#### [PROVIDED RECORDS]
-- start --
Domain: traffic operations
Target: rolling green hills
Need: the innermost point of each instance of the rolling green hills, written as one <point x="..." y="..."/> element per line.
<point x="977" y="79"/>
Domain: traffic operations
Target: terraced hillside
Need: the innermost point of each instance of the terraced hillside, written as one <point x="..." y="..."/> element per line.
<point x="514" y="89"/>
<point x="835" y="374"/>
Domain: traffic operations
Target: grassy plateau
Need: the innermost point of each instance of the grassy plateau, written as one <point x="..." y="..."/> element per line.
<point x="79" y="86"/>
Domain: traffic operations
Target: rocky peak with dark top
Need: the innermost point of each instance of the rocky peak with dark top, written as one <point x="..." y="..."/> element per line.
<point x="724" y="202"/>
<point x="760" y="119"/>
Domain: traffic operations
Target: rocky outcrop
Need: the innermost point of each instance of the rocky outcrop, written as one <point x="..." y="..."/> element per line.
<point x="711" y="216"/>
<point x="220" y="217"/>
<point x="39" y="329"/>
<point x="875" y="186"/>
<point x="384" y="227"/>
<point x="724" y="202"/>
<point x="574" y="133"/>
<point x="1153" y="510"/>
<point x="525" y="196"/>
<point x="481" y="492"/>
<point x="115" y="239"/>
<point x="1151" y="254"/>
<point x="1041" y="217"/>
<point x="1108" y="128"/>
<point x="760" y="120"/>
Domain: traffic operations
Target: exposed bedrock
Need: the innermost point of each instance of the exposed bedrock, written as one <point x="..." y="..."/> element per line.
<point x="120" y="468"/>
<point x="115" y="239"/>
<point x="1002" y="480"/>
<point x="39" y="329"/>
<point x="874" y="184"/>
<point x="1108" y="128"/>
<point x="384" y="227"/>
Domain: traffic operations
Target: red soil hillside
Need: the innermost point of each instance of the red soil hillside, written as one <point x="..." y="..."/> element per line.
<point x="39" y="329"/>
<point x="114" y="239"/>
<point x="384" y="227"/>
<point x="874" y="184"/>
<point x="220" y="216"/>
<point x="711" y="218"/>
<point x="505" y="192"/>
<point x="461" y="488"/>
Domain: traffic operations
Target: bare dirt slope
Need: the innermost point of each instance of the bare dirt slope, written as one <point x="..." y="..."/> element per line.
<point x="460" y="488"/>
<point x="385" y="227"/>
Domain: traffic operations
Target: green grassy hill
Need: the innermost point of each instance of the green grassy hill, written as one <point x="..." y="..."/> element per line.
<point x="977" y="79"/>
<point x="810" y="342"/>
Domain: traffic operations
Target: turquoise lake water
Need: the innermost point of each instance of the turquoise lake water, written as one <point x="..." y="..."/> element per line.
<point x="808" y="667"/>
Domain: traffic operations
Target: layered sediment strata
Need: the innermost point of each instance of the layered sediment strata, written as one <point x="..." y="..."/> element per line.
-- end --
-- start --
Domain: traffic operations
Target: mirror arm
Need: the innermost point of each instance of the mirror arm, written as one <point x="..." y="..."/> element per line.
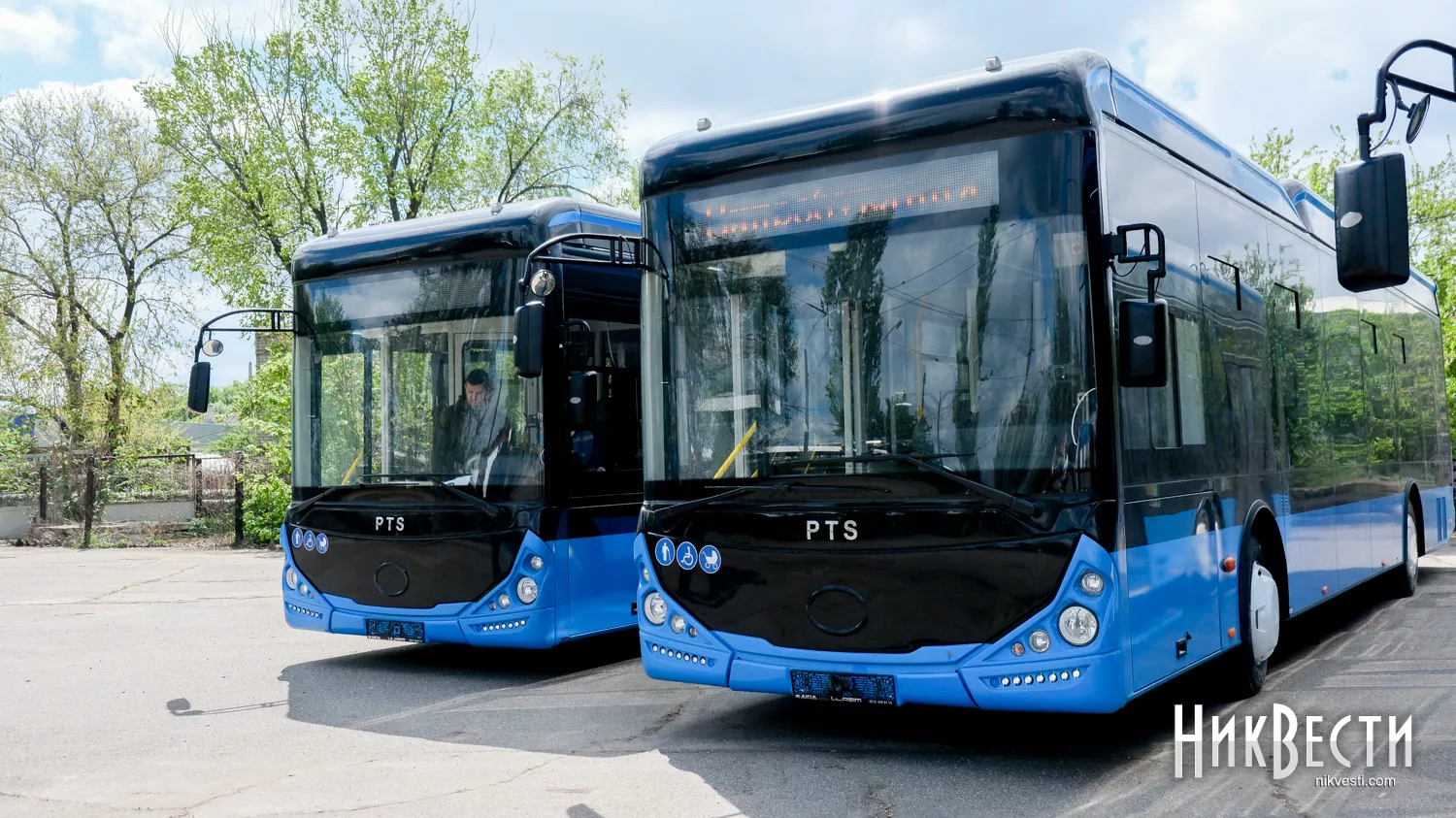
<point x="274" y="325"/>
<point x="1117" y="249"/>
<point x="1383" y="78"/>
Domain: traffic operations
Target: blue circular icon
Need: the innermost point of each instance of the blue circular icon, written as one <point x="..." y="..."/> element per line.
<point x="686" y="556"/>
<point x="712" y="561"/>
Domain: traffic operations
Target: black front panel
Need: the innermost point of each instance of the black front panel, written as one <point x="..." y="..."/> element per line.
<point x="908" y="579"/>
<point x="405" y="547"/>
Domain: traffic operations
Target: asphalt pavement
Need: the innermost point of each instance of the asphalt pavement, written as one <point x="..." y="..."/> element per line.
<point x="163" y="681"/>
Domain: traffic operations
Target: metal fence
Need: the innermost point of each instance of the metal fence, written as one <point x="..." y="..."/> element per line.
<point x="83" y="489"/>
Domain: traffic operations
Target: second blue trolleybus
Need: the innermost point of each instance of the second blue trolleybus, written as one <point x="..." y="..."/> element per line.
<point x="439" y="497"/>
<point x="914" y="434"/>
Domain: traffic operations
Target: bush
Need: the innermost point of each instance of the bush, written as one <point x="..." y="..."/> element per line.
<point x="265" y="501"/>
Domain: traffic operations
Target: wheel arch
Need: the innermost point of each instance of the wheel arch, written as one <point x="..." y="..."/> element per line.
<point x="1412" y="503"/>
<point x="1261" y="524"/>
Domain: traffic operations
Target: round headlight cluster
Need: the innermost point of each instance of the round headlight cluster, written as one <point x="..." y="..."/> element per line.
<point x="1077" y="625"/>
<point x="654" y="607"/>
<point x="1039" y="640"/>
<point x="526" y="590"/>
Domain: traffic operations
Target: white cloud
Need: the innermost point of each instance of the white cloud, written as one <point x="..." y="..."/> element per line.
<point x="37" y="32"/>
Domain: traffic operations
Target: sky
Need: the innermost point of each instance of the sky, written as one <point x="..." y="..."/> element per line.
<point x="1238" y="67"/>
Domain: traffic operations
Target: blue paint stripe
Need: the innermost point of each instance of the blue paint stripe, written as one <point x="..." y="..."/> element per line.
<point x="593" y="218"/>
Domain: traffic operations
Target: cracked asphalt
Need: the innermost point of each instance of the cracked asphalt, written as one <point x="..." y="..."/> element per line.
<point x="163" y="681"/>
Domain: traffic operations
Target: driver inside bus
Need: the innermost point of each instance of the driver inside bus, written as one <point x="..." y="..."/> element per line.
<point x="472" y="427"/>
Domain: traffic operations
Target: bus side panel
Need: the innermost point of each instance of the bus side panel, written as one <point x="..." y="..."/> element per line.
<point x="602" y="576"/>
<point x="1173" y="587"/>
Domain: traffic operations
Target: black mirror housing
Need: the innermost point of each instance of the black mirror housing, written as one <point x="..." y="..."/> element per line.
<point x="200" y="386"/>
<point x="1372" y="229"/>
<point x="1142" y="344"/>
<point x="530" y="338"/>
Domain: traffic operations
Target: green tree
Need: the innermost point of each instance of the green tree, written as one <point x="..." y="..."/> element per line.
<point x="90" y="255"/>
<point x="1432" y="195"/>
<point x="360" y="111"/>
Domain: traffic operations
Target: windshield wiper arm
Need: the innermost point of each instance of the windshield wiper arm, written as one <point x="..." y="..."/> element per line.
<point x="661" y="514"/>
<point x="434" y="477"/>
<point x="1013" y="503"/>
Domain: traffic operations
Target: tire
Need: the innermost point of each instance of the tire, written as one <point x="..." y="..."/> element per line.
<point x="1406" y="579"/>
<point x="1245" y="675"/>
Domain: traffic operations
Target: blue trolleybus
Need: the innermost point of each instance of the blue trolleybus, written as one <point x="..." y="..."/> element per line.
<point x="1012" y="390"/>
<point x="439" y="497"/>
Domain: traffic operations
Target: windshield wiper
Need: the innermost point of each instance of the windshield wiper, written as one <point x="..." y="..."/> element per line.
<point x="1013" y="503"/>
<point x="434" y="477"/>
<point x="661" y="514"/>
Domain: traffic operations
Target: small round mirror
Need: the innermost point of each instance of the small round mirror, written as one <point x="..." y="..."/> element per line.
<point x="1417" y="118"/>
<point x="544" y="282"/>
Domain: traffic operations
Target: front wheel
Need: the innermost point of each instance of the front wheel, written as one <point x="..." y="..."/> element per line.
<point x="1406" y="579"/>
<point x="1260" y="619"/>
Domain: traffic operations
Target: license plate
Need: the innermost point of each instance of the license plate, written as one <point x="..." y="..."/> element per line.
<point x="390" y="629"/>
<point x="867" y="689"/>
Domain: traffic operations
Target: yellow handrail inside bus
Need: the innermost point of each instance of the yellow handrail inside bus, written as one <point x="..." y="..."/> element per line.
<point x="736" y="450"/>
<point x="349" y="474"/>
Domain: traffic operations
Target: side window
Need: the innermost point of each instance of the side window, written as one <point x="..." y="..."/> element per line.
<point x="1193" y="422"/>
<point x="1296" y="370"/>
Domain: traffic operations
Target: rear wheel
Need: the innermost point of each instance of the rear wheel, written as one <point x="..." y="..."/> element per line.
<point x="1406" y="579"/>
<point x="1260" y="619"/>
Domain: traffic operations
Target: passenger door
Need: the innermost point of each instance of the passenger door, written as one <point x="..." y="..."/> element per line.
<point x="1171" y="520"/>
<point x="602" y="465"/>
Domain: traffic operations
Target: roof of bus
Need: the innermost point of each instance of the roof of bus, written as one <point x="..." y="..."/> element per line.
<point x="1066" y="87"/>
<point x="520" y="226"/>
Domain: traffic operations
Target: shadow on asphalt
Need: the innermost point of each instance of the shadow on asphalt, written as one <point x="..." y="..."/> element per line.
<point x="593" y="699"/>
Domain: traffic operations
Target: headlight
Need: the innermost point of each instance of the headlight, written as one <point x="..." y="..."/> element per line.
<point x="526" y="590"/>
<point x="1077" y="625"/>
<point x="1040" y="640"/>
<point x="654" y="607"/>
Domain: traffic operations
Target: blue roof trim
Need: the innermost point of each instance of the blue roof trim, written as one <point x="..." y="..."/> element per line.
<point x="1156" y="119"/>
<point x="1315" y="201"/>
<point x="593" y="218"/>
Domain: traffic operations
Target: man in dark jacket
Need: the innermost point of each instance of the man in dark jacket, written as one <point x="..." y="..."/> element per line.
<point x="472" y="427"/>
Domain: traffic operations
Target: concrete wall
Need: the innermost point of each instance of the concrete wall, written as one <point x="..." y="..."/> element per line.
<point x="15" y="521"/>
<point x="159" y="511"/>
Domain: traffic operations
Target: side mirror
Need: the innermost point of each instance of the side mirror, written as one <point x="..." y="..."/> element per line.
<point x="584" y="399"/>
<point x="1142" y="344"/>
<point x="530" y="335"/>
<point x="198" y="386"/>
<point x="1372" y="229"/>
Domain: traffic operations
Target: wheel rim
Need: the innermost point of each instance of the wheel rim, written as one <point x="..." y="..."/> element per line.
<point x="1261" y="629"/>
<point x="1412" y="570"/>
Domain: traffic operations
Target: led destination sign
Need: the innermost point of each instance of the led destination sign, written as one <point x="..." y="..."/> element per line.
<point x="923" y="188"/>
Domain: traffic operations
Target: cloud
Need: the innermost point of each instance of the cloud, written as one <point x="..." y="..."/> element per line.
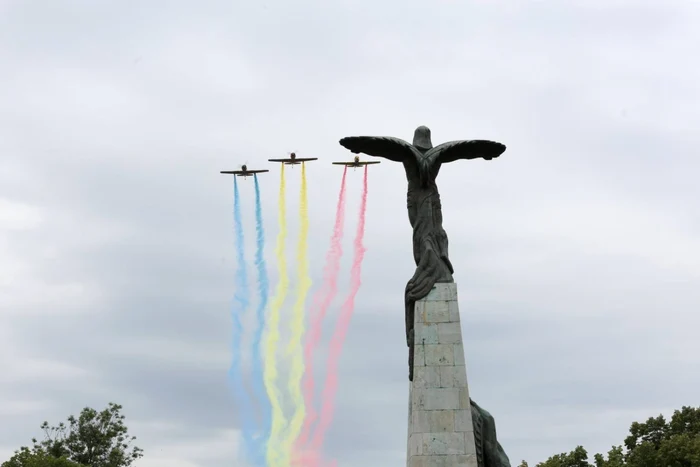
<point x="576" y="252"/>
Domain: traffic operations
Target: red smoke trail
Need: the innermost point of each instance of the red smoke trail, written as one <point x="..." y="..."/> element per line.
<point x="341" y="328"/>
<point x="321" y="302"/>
-- end --
-- start --
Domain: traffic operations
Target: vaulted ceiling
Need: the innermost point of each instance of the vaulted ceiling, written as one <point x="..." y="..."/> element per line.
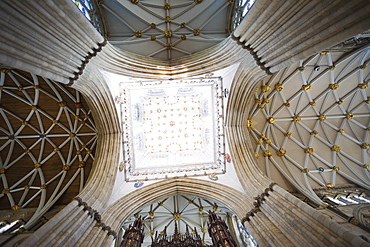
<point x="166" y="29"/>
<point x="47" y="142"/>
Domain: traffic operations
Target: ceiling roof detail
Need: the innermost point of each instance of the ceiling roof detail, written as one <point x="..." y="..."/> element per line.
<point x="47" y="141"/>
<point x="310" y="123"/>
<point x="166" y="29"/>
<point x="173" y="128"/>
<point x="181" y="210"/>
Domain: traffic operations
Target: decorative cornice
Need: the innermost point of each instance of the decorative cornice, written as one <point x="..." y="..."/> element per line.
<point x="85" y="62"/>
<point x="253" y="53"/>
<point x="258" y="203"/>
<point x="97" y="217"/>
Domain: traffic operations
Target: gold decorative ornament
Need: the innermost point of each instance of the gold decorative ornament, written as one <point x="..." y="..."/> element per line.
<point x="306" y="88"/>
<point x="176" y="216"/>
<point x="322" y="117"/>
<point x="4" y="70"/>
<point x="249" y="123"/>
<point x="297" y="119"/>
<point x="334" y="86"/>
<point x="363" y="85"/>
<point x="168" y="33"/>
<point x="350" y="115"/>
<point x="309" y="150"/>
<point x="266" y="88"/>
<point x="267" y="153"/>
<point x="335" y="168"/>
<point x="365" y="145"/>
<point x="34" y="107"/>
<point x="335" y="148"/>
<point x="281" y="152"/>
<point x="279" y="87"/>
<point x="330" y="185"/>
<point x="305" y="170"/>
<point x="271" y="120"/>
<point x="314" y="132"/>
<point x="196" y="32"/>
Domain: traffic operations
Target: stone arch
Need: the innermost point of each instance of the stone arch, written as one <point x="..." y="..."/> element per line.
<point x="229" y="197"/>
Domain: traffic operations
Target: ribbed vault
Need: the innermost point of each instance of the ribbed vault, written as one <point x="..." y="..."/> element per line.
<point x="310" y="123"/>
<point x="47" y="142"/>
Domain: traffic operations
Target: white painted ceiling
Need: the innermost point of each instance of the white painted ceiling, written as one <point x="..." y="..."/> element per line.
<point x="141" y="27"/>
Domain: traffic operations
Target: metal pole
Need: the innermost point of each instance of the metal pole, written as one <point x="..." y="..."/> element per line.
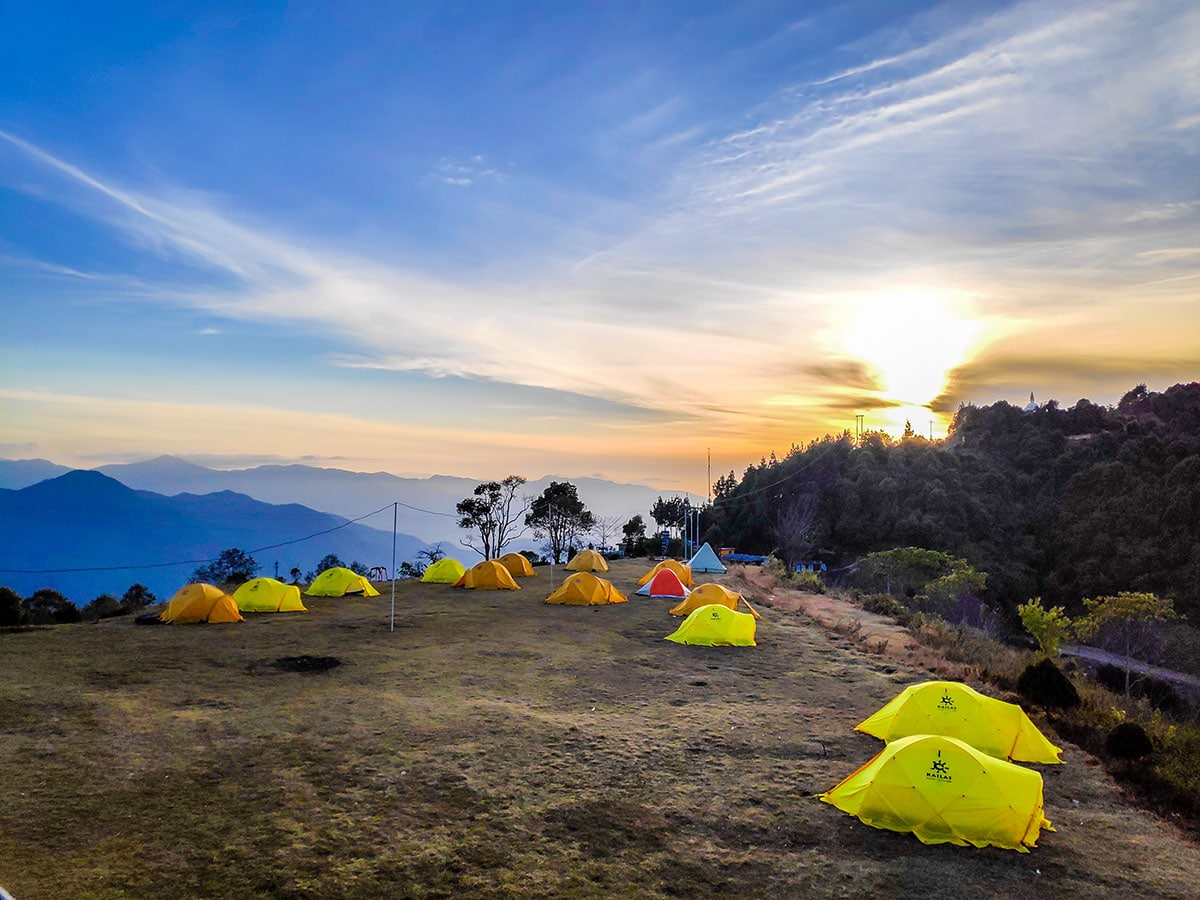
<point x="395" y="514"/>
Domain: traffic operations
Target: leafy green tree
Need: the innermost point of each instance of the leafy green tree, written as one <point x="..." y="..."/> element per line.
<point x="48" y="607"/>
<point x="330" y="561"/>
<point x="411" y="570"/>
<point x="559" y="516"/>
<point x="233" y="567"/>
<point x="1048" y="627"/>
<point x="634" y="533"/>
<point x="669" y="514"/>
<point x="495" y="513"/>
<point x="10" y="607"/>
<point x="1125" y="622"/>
-- end --
#### [OBJECTIVE]
Collect every line in the rows above that contains the string "rolling". Treat uppercase and lowercase letters as different.

#### [THE RESULT]
Target: rolling green hills
Need: the innermost point of each instance of the rolling green hills, written as one <point x="..." y="..."/> element per line.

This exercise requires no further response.